§ **RECORDS FOR THIS EXERCISE**
________________
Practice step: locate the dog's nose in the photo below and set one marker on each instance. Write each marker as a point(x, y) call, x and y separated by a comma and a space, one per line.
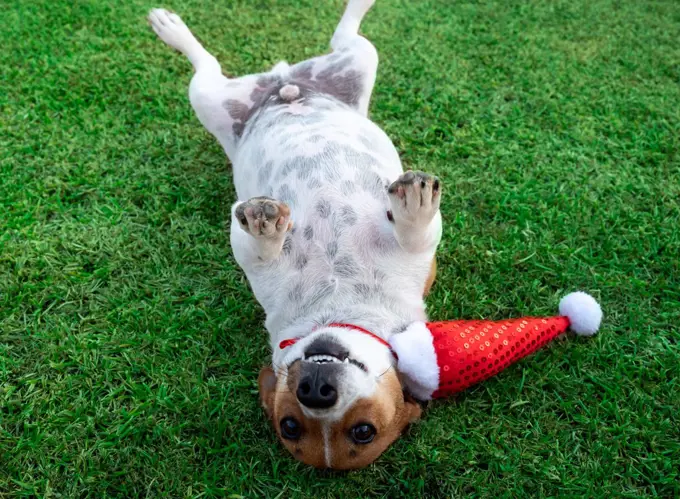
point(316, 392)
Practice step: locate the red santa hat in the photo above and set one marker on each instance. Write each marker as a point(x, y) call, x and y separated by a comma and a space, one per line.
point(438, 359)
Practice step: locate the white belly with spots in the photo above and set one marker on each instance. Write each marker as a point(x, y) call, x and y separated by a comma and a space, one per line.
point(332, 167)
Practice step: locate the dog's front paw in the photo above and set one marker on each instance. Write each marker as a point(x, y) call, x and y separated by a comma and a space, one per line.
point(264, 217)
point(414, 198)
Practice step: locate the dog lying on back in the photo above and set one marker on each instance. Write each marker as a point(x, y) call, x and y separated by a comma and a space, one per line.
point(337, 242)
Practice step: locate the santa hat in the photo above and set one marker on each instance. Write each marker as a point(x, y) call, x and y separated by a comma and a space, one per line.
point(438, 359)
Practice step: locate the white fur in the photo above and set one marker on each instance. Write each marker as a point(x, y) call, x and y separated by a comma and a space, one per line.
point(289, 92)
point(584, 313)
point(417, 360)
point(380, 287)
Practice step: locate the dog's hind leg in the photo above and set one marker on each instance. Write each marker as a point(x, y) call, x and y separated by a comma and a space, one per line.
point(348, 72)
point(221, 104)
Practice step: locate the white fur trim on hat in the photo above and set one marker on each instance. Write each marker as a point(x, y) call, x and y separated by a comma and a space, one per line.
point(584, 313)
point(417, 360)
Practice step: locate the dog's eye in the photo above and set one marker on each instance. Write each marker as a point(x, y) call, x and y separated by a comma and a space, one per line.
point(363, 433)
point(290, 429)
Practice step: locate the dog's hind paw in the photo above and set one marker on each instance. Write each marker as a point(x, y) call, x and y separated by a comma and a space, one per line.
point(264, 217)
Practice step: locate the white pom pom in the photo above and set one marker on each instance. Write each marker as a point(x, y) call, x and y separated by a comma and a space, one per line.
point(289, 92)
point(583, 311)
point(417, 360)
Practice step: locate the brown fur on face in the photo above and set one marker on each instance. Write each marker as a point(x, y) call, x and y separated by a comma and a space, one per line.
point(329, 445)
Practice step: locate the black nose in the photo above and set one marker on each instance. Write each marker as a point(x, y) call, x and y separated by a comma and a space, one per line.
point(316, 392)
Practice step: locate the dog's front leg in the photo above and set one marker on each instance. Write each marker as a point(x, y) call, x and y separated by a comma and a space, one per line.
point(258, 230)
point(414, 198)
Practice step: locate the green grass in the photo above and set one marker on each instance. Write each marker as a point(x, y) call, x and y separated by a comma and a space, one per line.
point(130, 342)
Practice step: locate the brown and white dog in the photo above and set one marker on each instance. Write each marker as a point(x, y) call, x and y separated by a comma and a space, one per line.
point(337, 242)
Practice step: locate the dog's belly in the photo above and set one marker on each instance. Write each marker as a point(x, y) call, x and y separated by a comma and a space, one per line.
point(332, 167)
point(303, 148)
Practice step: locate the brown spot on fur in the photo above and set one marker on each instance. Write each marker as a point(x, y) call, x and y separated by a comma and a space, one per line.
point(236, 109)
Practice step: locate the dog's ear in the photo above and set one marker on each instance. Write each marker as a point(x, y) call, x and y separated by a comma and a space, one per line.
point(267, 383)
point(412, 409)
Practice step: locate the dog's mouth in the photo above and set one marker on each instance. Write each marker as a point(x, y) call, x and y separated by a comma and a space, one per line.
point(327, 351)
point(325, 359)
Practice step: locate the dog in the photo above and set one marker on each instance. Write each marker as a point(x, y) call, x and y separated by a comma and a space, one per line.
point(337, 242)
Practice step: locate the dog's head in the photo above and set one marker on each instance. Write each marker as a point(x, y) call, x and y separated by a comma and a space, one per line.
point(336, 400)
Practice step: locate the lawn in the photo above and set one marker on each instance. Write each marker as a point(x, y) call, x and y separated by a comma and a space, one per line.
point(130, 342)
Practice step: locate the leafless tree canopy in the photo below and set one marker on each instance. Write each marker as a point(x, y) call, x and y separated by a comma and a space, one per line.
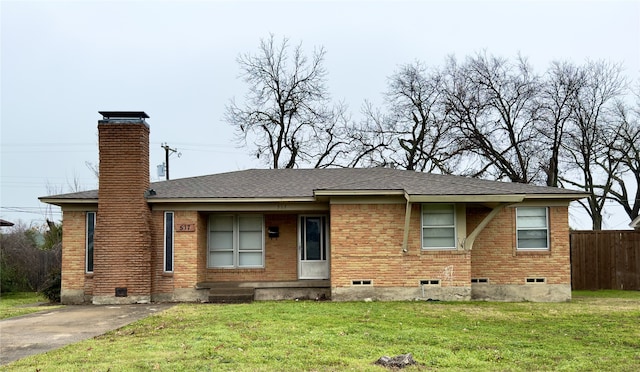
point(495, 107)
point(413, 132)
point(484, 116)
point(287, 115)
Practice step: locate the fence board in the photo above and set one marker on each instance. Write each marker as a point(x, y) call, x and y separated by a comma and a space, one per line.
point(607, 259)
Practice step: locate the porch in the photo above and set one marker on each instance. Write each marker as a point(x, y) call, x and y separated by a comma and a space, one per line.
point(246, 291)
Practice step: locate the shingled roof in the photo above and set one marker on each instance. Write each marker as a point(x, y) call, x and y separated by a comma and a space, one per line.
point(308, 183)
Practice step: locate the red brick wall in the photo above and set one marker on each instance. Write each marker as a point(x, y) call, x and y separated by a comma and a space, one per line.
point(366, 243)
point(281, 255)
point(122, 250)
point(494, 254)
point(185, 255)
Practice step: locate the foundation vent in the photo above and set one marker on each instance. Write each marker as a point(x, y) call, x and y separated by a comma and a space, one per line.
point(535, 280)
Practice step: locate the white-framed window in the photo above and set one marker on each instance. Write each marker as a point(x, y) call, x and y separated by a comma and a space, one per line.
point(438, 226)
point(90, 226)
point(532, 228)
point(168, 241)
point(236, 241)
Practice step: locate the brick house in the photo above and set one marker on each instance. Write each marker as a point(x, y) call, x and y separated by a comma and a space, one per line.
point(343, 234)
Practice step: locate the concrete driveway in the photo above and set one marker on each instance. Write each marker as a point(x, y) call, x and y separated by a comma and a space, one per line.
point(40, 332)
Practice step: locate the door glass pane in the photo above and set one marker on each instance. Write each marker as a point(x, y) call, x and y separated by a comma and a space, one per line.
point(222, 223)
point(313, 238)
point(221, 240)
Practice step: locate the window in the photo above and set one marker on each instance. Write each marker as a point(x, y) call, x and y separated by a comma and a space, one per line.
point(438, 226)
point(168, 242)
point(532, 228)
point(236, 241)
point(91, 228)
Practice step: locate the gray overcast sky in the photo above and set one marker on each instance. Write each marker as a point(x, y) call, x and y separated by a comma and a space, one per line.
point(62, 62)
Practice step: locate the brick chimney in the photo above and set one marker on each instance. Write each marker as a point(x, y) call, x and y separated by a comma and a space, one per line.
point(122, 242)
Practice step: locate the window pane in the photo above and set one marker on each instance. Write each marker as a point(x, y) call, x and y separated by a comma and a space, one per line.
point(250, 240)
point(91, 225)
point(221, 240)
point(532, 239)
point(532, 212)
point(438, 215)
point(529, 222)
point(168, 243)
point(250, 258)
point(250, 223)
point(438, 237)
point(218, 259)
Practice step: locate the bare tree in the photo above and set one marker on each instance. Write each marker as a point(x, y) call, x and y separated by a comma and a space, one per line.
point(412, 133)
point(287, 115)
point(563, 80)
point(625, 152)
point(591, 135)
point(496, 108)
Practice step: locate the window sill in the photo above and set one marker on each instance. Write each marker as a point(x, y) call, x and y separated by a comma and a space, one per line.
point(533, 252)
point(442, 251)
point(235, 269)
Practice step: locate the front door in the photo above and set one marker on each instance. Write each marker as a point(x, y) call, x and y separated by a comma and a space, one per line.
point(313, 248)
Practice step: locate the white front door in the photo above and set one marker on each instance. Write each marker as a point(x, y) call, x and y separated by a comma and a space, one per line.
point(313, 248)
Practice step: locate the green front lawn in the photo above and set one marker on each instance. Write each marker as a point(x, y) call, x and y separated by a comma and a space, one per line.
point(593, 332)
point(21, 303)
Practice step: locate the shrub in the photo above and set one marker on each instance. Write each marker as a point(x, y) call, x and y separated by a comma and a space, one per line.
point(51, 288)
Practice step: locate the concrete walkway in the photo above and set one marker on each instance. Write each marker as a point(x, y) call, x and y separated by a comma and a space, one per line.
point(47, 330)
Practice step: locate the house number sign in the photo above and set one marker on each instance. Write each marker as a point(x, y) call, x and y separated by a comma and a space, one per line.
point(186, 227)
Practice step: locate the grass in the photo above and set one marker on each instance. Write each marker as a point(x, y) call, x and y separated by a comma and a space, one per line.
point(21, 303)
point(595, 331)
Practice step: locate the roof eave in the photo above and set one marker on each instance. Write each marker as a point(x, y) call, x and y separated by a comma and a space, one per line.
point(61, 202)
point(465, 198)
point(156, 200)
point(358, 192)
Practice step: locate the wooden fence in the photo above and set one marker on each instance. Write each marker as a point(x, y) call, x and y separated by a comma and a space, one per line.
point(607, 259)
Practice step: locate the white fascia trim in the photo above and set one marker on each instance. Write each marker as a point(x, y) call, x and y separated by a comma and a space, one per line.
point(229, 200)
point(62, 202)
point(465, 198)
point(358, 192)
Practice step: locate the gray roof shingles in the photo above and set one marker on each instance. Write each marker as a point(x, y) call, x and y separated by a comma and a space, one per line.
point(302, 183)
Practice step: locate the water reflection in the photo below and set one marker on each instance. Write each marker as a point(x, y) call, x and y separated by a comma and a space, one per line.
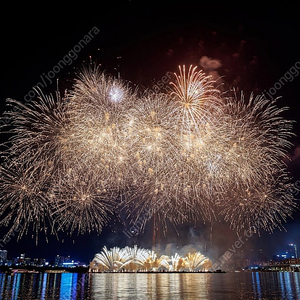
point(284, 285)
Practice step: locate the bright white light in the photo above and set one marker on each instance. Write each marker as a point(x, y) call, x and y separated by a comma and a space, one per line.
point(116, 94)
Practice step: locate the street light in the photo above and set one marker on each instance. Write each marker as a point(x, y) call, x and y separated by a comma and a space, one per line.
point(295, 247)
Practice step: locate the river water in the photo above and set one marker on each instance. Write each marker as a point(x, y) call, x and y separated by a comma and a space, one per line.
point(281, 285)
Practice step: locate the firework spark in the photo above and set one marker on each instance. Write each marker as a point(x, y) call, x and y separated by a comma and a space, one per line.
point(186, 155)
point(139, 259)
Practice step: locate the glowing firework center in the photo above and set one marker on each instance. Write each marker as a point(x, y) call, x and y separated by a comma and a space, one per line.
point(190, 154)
________________
§ **EXERCISE BRIEF**
Can you write out again the part of the records that opens with the line containing "Practice step: locate the dog in" and closes with the line containing "point(535, 280)", keeping every line of text but raising each coordinate in the point(x, y) marks by 99 and leaving out any picture?

§ **EXPECTED ANSWER**
Practice step: locate the dog in the photo above and set one marker on each instance. Write each marker as a point(x, y) call, x and y separated by a comma and a space, one per line.
point(436, 341)
Practice step: locate the dog's head in the photo above and set one marker on each instance. Write each marker as a point(x, y) call, x and y separated by a comma and a space, one per line.
point(435, 499)
Practice step: locate the lawn in the photo above and set one marker on each instance. Write each marker as a point(x, y) call, x and y separated by a comma and a space, one per line.
point(229, 441)
Practice step: locate the leafless tree canopy in the photo below and set one marker on each instance. Write each marker as a point(x, y) call, x and y separated by a comma and a space, one per line.
point(594, 206)
point(512, 231)
point(583, 215)
point(386, 214)
Practice step: locate the fence board in the photo above and set one marker on each instance. Write each marker as a point(x, y) call, x and y separated by a comma and a space, one per line.
point(706, 358)
Practice step: locate the porch in the photo above and set one marker on each instance. Write each marker as a point(x, y) call, x and y separated by a comma and a space, one per line.
point(345, 390)
Practice step: locate the shingled roof in the photo above and set one marker on each instance. Write each marker as a point(x, y) call, x and y separated by a comma and a space, one per line.
point(407, 282)
Practice step: locate the red brick wall in the photo above and set one marker on each instance. Write each marker as a point(x, y) call, x and y separated by a comma and a space, one per line.
point(465, 342)
point(380, 354)
point(221, 349)
point(593, 353)
point(284, 354)
Practice step: locate the foundation vent in the photo above and set one marker on each instance. Write each marker as a point(x, y) call, x and y separated by a comma and a space, one per line.
point(634, 379)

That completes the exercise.